*What is being asked*. Entries follow. Give back exactly the lines starting at the one containing "Target: white garlic bulb" and ending at the one containing "Target: garlic papery skin", and no other lines.

*Study material*.
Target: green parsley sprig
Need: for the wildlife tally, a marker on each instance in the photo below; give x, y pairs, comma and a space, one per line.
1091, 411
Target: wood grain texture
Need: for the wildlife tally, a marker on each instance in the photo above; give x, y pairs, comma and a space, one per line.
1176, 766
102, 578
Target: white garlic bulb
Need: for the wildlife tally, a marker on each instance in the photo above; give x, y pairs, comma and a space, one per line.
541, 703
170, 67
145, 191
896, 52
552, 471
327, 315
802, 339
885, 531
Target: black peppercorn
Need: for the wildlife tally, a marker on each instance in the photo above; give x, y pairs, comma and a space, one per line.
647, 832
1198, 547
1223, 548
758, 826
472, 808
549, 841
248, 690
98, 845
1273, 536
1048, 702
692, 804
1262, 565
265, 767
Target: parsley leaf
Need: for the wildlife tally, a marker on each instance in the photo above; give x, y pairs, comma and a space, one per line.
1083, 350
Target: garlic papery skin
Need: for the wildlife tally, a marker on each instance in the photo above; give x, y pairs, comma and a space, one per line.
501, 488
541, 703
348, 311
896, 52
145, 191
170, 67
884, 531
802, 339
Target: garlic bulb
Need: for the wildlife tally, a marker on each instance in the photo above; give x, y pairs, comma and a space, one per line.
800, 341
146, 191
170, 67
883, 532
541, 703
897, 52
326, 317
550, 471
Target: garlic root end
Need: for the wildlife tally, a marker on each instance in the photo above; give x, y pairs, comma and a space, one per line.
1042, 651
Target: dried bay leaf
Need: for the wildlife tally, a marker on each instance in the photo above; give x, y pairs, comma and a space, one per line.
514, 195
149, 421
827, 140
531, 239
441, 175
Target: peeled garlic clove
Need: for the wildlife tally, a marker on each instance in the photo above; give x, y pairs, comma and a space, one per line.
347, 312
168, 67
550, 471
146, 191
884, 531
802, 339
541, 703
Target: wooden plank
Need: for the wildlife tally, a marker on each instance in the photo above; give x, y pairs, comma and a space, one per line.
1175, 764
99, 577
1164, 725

*Finished task*.
Target: white garlic bulb
Need: for the wildlife tally, a marker on each instance in the photo above; give x, y pairs, comma and a space, one per line.
541, 703
170, 67
145, 191
896, 52
552, 471
327, 315
802, 339
885, 531
Target: black peppercorn
Need: for the wildlife tally, a marker on each instance in the photo above; give x, y pairs, comma and a space, one per line.
647, 832
1198, 547
1223, 548
758, 826
472, 808
549, 841
248, 690
98, 845
1273, 536
1048, 702
692, 804
1262, 565
265, 767
Target: parsley leaf
Need: for the wildlife tally, a marker on each instance in the photo above; give x, y pairs, comma and a space, one per line.
1083, 350
Target: garlic papery skin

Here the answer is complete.